*Required work*
Rewrite the listing below as a Markdown table with two columns, Row and Line. Give each line its number and leave out blank lines.

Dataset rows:
** Start **

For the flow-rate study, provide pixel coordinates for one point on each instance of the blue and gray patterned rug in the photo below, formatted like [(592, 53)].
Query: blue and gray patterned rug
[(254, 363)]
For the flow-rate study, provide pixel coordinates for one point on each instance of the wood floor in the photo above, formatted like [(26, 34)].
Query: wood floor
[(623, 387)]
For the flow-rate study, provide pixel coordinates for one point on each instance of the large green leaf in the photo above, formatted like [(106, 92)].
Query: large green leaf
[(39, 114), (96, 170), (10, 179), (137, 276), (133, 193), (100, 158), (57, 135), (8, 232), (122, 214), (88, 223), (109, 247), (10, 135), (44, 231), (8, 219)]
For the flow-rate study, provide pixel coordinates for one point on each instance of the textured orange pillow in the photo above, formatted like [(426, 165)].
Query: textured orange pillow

** End **

*Full response*
| Row | Line |
|---|---|
| 1 | For the flow-rate study, provide pixel coordinates for one point on each instance of the blue and gray patterned rug in the photo below, formatted like [(592, 53)]. |
| 2 | Query: blue and gray patterned rug |
| 3 | [(254, 363)] |
| 4 | For the flow-rate study, provide pixel coordinates for one point on each instance of the wood floor in the photo above, formatted like [(26, 34)]. |
| 5 | Query: wood floor |
| 6 | [(623, 387)] |
| 7 | For the flow-rate study, provide pixel coordinates for one point on each instance of the large green leaf in the photo above, formatted like [(106, 92)]. |
| 8 | Query: large green leaf |
| 9 | [(39, 114), (96, 170), (10, 179), (137, 276), (133, 193), (100, 158), (57, 135), (8, 232), (122, 214), (88, 223), (109, 247), (10, 135), (44, 231), (8, 219)] |
| 10 | For the flow-rate study, provide pixel coordinates for one point on each instance of the textured orange pillow in the photo above, formatted like [(426, 165)]. |
| 11 | Query: textured orange pillow |